[Source material]
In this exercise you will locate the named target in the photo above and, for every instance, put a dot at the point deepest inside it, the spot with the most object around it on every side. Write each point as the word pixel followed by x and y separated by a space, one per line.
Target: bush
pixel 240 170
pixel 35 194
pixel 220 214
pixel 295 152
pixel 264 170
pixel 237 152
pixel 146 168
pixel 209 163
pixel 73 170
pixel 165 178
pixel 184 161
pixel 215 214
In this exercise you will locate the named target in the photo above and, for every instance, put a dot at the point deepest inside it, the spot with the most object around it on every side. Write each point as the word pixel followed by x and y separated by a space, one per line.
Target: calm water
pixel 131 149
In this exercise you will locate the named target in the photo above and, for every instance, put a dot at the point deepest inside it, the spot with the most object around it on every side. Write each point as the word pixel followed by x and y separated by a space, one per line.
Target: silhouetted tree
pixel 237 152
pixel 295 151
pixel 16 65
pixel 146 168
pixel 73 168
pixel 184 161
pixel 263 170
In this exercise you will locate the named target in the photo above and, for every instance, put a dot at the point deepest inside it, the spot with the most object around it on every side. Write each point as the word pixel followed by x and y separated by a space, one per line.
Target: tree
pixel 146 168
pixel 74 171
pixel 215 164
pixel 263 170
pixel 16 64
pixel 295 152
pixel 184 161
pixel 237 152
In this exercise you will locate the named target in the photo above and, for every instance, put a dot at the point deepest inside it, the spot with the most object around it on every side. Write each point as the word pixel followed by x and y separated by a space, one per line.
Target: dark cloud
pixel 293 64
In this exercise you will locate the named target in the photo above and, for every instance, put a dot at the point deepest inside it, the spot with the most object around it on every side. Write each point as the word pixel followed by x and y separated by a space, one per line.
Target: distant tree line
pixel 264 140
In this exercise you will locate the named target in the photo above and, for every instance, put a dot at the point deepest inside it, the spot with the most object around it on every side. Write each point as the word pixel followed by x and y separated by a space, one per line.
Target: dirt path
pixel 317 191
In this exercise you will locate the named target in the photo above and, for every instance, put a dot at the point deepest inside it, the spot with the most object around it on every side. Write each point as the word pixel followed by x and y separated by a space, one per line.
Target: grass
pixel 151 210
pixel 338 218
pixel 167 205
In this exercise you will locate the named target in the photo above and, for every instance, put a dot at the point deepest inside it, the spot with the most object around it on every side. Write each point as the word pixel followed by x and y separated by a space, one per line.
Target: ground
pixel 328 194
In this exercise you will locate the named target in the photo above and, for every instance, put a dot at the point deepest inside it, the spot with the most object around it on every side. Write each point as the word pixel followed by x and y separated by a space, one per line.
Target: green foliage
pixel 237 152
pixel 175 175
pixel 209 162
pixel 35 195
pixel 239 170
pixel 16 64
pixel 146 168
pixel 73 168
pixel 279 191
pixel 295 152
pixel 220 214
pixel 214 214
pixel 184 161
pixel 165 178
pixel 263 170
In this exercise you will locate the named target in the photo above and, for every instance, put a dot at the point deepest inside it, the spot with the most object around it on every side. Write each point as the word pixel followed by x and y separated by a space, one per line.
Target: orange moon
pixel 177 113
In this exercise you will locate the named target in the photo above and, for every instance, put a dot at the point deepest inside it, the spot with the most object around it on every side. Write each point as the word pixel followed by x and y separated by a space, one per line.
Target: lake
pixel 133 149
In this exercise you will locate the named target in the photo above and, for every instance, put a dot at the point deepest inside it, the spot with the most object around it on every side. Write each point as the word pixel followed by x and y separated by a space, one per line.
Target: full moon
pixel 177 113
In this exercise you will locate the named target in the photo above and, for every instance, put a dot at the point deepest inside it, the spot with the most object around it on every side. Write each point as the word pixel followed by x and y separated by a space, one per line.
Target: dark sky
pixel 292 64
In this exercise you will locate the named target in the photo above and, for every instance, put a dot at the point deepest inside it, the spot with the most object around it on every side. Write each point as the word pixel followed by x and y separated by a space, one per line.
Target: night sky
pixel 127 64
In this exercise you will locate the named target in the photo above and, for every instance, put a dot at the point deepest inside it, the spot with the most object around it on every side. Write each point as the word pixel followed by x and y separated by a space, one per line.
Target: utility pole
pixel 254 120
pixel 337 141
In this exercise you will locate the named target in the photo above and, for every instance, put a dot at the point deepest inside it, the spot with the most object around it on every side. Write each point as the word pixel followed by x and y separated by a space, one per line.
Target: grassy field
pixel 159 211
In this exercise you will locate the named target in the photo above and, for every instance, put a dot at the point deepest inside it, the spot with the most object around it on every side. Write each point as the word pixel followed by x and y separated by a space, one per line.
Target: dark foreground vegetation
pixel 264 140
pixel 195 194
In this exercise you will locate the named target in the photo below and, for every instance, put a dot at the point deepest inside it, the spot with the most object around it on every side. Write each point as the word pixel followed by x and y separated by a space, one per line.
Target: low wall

[Task description]
Nothing in the records may be left out; reproduce them exactly.

[Solution to this exercise]
In this exercise you will locate the named target in the photo above and, for every instance, put a dot at the point deepest inside it, the spot with the most object around it on every side. Write each point as the word pixel followed by x and y separated by a space, one per line.
Target: bush
pixel 240 170
pixel 35 194
pixel 220 214
pixel 295 152
pixel 264 170
pixel 237 152
pixel 146 168
pixel 209 163
pixel 73 170
pixel 165 178
pixel 184 161
pixel 215 214
In this exercise you will locate the named target in the photo above and, for every instance, put a dot at the point deepest inside it, the spot with the most object around it on every side. Write each point as the word pixel followed by x and y separated by a space, one per line.
Target: calm water
pixel 131 149
In this exercise you will locate the named target in the photo above and, for every instance, put a dot at the point deepest inside it, the spot with the most object around it on every side. Write each point as the word pixel followed by x and y separated by a space, one per line.
Target: silhouetted tree
pixel 237 152
pixel 295 151
pixel 16 65
pixel 146 168
pixel 73 168
pixel 184 161
pixel 263 170
In this exercise you will locate the named target in the photo above and, for every instance, put a dot at the point deepest inside it, the spot with the most object around it on every side. Write each point as the word pixel followed by x and y separated by a space, one per line.
Target: tree
pixel 146 168
pixel 74 171
pixel 215 164
pixel 263 170
pixel 16 64
pixel 295 152
pixel 184 161
pixel 237 152
In this exercise you will locate the named target in the photo above and, for every instance, put a dot at the point deepest inside it, the spot with the most object around it on every side. Write each point as the word pixel followed by x and y separated by a space, one per line.
Target: dark cloud
pixel 293 64
In this exercise you will locate the named target in the photo above and, for every instance, put a dot at the point deepest inside it, the spot with the most object around it on every side. Write each point as the word pixel followed by x and y separated by a space, one per line.
Target: distant tree line
pixel 264 140
In this exercise you will locate the named target in the photo above and, for every instance, put a dot at the point deepest inside it, the spot with the most object around it on every side. Write each point as the word pixel followed by x and y separated by a space, one per line.
Target: dirt path
pixel 317 191
In this exercise you will locate the named target in the photo above and, for every instance, put a dot at the point deepest inside it, the spot with the most object around it on every side. Write each point as the word pixel followed by x and y separated by a space, one per line.
Target: grass
pixel 151 210
pixel 338 218
pixel 167 205
In this exercise you will locate the named target in the photo above and, for every instance, put a dot at the point deepest inside it, the spot with the most object around it on every side. Write each point as the word pixel followed by x and y separated by a space, one per line.
Target: ground
pixel 328 194
In this exercise you will locate the named target in the photo above and, for every instance, put a dot at the point deepest inside it, the spot with the most object around it on every side. Write each point as the word pixel followed by x and y separated by a space, one per line.
Target: green foliage
pixel 237 152
pixel 175 175
pixel 209 162
pixel 35 195
pixel 239 170
pixel 16 64
pixel 146 168
pixel 73 168
pixel 279 191
pixel 295 152
pixel 220 214
pixel 214 214
pixel 184 161
pixel 165 178
pixel 263 170
In this exercise you will locate the named target in the photo above and, for every instance, put a dot at the point deepest inside it, the spot with the most object around it on every side. Write each point as the word pixel followed by x and y separated by a space, one per line.
Target: orange moon
pixel 177 113
In this exercise you will locate the named target in the photo above and, for every instance, put a dot at the point deepest inside it, the spot with the most object around it on every side. Write each point as the word pixel followed by x and y separated by a space, one per line.
Target: lake
pixel 133 149
In this exercise you will locate the named target in the photo above and, for every instance, put a dot at the point deepest inside it, the spot with the most object around it on every side. Write each point as the word pixel followed by x and y separated by a space, one per line.
Target: full moon
pixel 177 113
In this exercise you will locate the named target in the photo above and, for every instance, put a dot at the point deepest inside it, the spot with the most object around it on every side. Write each point as the word pixel followed by x and y separated by a space, one per line.
Target: dark sky
pixel 292 64
In this exercise you will locate the named target in the photo above and, for every instance, put a dot at the point deepest inside it, the spot with the most object around it on every side. Write each point as the word pixel followed by x and y separated by a space, one per line.
Target: night sky
pixel 127 64
In this exercise you will locate the named target in the photo above and, for every instance, put a dot at the point deepest inside it, the spot with the most object around it on every side. Write each point as the word pixel followed by x and y separated by a space, one per line.
Target: utility pole
pixel 254 120
pixel 337 141
In this exercise you will locate the named target in the photo above and, for every instance, put a dot at the point deepest inside it, the spot with the most object around it on every side. Write each point as the word pixel followed by x and y separated by a space, one per line.
Target: grassy field
pixel 159 211
In this exercise you will locate the named target in the photo above and, for every instance, put a dot at the point deepest inside it, the spot with the most object around it on every side. Write each point as the word pixel followed by x and y separated by a space, one per line.
Target: dark foreground vegetation
pixel 264 140
pixel 195 194
In this exercise you will locate the named target in the photo below and, for every instance, put a dot at the point deepest inside it, the spot with the most object around it on every side. Write each point as the word pixel followed by x and y separated by a space, one per line.
Target: low wall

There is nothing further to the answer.